(Problem statement):
Output the data in full. Keep every entry exactly as written.

=== Dataset records ===

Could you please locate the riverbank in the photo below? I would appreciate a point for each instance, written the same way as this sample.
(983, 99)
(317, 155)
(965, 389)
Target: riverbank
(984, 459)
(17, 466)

===

(Response to the exercise):
Could you please locate the riverbank in the photo below? I would appreciate a point for each instance, written the same way as this sample.
(983, 99)
(317, 155)
(965, 389)
Target: riverbank
(984, 459)
(17, 466)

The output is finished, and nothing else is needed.